━━━━━ Material provided

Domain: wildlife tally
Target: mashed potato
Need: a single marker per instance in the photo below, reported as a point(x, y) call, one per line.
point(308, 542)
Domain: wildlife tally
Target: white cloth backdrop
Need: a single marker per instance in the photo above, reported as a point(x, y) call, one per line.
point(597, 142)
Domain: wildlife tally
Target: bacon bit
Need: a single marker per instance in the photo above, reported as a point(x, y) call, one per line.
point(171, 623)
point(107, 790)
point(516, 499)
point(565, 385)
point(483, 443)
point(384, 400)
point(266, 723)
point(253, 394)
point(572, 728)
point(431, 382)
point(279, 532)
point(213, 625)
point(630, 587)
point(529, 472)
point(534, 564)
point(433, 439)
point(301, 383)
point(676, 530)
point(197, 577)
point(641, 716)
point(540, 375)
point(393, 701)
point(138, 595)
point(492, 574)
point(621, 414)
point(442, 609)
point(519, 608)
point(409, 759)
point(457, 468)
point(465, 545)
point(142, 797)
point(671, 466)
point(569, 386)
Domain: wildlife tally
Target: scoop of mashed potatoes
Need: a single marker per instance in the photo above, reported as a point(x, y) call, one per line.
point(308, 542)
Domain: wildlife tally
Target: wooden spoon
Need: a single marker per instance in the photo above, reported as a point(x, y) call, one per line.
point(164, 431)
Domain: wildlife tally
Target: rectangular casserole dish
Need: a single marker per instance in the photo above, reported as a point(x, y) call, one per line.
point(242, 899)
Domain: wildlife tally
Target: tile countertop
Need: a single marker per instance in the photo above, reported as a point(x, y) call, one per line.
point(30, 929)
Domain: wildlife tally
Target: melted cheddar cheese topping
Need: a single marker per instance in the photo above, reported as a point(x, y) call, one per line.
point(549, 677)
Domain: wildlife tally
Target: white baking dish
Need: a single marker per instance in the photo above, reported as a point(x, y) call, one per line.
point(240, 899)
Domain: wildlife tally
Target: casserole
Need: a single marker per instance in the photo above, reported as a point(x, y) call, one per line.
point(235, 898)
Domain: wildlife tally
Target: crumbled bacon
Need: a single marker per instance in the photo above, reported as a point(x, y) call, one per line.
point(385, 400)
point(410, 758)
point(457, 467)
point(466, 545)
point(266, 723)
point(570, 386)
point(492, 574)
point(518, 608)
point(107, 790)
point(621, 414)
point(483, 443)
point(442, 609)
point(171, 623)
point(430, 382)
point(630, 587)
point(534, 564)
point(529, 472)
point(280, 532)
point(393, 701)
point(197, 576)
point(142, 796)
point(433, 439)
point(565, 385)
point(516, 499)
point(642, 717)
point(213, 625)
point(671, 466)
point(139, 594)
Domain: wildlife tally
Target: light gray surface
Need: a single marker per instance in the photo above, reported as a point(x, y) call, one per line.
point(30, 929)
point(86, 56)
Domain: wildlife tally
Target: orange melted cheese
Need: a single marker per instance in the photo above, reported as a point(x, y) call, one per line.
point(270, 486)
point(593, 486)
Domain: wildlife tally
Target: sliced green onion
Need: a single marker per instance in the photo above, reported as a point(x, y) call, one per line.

━━━━━━━━━━

- [The exercise]
Echo all of the lines above word for word, in the same order, from the first through the last.

- [The result]
Domain: wildlife tally
Target: mashed potato
Need: a single marker per instance in the photo below, reported as a point(x, y) call, one per line.
point(308, 542)
Domain: wildlife tally
Target: white cloth backdrop
Need: a single marker per instance in the photo above, reported as a point(x, y) call, one per line.
point(597, 142)
Domain: wildlife tally
Target: bacon bit
Need: a single marker per instance in the photo above, reported as a point(x, y) call, one per line.
point(171, 623)
point(107, 790)
point(516, 499)
point(565, 385)
point(483, 443)
point(384, 400)
point(266, 723)
point(253, 394)
point(572, 728)
point(431, 382)
point(279, 532)
point(213, 625)
point(630, 587)
point(529, 472)
point(534, 564)
point(433, 439)
point(301, 383)
point(676, 530)
point(197, 577)
point(641, 716)
point(540, 375)
point(393, 701)
point(138, 595)
point(492, 574)
point(621, 414)
point(442, 609)
point(519, 608)
point(409, 759)
point(457, 468)
point(465, 545)
point(142, 797)
point(671, 466)
point(569, 386)
Domain: wildlife tally
Target: scoop of mashed potatoes
Need: a single marker per instance in the photo above, reported as a point(x, y) call, one per line.
point(308, 542)
Domain: wildlife tally
Target: wooden spoon
Need: a single marker per instance in the photo above, reported as a point(x, y) call, one per line.
point(164, 431)
Domain: wildlife tally
Target: rectangular casserole dish
Need: a single marker per instance in the photo above, reported as a point(x, y) call, one per line.
point(242, 899)
Domain: wildlife tally
Target: tile countertop
Need: a single marker per instance in the photo above, reported as a point(x, y) call, one per line.
point(30, 929)
Domain: wildlife tally
Target: melted cheddar cheese topping
Need: a single marker per instance in the photo above, reported as a point(x, y) call, one per line.
point(549, 677)
Domain: wildlife tally
Target: white baking dish
Need: a single marker per instance in the photo above, reported as a point(x, y) call, one per line.
point(240, 899)
Domain: wildlife tally
Target: casserole
Need: a single marker per instance in the photo above, reported as a point(x, y) call, one per line.
point(235, 898)
Domain: wildlife tally
Target: crumbled bacon
Need: a single marker per instance in the photo above, reported as a point(x, y) call, one per line.
point(385, 400)
point(410, 758)
point(457, 467)
point(466, 545)
point(266, 723)
point(570, 386)
point(492, 574)
point(518, 608)
point(107, 790)
point(621, 414)
point(483, 443)
point(442, 609)
point(171, 623)
point(430, 382)
point(630, 587)
point(534, 564)
point(529, 472)
point(280, 532)
point(393, 701)
point(197, 576)
point(142, 796)
point(433, 439)
point(565, 385)
point(516, 499)
point(642, 717)
point(213, 625)
point(671, 466)
point(139, 594)
Domain: wildlife tally
Target: light gray surface
Need: a single marker per instance in the photo above, reported as a point(x, y) call, one per line.
point(30, 929)
point(86, 56)
Domain: wildlife tally
Target: orange melted cheese
Need: a single marker per instance in the photo above, reported as a point(x, y) call, one per line.
point(270, 486)
point(593, 486)
Domain: wildlife tally
Target: sliced green onion
Need: a single marker per instance in the photo above, reported as a point(x, y) call, one per line.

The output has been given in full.